Rows from a box labeling dataset:
· · ·
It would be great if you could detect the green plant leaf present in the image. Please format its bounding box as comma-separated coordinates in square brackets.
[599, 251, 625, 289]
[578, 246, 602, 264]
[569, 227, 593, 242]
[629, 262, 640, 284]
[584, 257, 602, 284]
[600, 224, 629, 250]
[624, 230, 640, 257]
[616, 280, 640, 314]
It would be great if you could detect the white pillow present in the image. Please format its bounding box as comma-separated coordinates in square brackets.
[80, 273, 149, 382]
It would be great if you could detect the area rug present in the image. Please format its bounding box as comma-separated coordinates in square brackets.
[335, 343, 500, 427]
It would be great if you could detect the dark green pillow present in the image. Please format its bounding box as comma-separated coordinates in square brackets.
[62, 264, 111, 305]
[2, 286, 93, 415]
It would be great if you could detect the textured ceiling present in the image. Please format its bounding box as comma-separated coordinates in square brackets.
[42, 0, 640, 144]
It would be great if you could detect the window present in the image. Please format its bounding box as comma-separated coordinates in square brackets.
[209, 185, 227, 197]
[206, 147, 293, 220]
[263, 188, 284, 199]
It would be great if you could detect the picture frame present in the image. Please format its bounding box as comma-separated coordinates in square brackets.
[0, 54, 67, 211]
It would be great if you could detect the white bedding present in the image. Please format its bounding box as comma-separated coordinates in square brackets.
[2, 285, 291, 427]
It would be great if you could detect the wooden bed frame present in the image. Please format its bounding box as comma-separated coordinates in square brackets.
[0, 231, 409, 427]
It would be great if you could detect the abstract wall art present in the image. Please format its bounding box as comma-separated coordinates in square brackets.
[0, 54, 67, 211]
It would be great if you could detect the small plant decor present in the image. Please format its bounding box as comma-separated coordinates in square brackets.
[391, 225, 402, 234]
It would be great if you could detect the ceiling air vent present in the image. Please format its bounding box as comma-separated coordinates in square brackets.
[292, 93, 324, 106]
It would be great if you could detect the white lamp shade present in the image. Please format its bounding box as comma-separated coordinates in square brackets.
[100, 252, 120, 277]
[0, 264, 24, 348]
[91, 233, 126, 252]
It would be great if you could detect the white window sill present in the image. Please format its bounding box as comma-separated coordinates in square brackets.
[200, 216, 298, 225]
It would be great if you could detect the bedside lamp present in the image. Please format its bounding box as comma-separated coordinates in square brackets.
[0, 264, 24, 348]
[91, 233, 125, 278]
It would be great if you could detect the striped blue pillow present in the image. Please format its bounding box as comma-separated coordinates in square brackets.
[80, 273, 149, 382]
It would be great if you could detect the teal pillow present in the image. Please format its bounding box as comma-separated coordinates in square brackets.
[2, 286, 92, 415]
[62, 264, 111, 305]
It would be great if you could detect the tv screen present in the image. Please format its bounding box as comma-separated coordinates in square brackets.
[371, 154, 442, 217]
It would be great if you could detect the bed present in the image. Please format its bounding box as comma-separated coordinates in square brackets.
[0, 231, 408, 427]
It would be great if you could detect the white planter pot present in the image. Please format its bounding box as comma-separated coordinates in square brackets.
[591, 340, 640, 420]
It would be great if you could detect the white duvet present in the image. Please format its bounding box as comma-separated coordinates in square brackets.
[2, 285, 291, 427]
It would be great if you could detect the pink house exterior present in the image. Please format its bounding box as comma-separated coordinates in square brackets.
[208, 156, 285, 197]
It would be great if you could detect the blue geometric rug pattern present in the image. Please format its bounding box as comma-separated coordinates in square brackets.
· · ·
-- AIM OF THE TASK --
Copy the lines above without any changes, covering all of the material.

-- RESULT OF THE TASK --
It would be great if you could detect the green plant leaf present in the image. Please format its bounding box as comma-separated coordinates in square brackets.
[599, 251, 625, 289]
[578, 246, 602, 264]
[569, 227, 593, 242]
[629, 262, 640, 284]
[584, 257, 602, 284]
[600, 224, 629, 250]
[624, 230, 640, 257]
[616, 280, 640, 314]
It would be great if you could detect the white pillow present in the image. Please format its bounding box as comma-separated coordinates in square brackets.
[80, 273, 149, 382]
It would be great if you could detect the area rug present in the image. Please format its bounding box as comma-separated coordinates in square brackets.
[335, 343, 500, 427]
It would be great if you could detect the dark green pillow present in the image. Please format its bounding box as comma-separated coordinates in square brackets.
[62, 264, 111, 305]
[2, 286, 93, 415]
It would be great if you could detect the textured ceiling present in the image. Please format its bounding box as comma-separated coordinates in square brackets.
[42, 0, 640, 144]
It would be great if you could detect the window present in the image. Please format its bounding box as comma-separated coordinates in square brackets.
[209, 185, 227, 197]
[206, 147, 293, 220]
[263, 188, 284, 199]
It would be great if you could detect the picture frame present in the image. Please format its bounding box as comma-separated coordinates in square brackets.
[0, 54, 67, 211]
It would be great if you could detect the white bedding present in the image. Please format its bounding box as comma-separated coordinates in square brackets.
[2, 285, 291, 427]
It would be great if you could detect the wooden bed frame present in the image. Please format its bounding box as comma-separated coordinates in square brackets.
[0, 231, 409, 427]
It would be great if you could detect the abstract wall art present in the image. Please format its bounding box as comma-separated coordinates in square brackets.
[0, 54, 67, 211]
It would be great if you could detect the small plant decor present in the image. Please format its bounding box as comma-separated coordinates in square brackets.
[391, 225, 402, 234]
It would be great if you could detect the ceiling air vent present in the image. Please format its bounding box as comma-separated coordinates in square brackets.
[292, 93, 324, 106]
It would be great if you could detect the white lamp shade present in the image. Please format its bounding box as comma-separated coordinates in square brackets.
[100, 252, 120, 277]
[0, 264, 24, 348]
[91, 233, 126, 252]
It would be great if you could detect the white window sill present in the image. Please format its bounding box as comma-separated coordinates in square brackets.
[200, 216, 298, 225]
It would be great if you could detect the bedside lamp present in the image. Please format its bounding box as comma-separated coordinates in square brackets.
[0, 264, 24, 348]
[91, 233, 125, 278]
It would be great if you could detect the striped blue pillow present in the image. Please format its bounding box as comma-separated coordinates in square brackets.
[80, 273, 149, 382]
It would be great if you could detect the teal pillow present in the image. Please format its bounding box as comma-separated coordinates in square brackets.
[2, 286, 92, 415]
[62, 264, 111, 305]
It would be great if you could detect the tv screen present in the image. Please format its bounding box as comma-separated coordinates in square brackets.
[371, 154, 442, 217]
It would be great if you could detect the bed present in the image. Please format its bounding box as comma-separated coordinates in square brackets.
[0, 231, 408, 427]
It would be great if you could detect the white planter pot present in the image. Please format its bounding box as comma-separated coordinates in square brackets.
[591, 340, 640, 420]
It would be great if you could detect the white duvet present in the image. Please format its bounding box as comma-separated coordinates in square brackets.
[2, 285, 291, 427]
It would be great if you could detect the pink house exterior present in the image. Please format its bounding box as comma-separated coordinates in square brackets.
[208, 156, 285, 197]
It would be great if you could detect the blue geometric rug pattern present in the image. Please format its bounding box as comma-separated coordinates in square brackets.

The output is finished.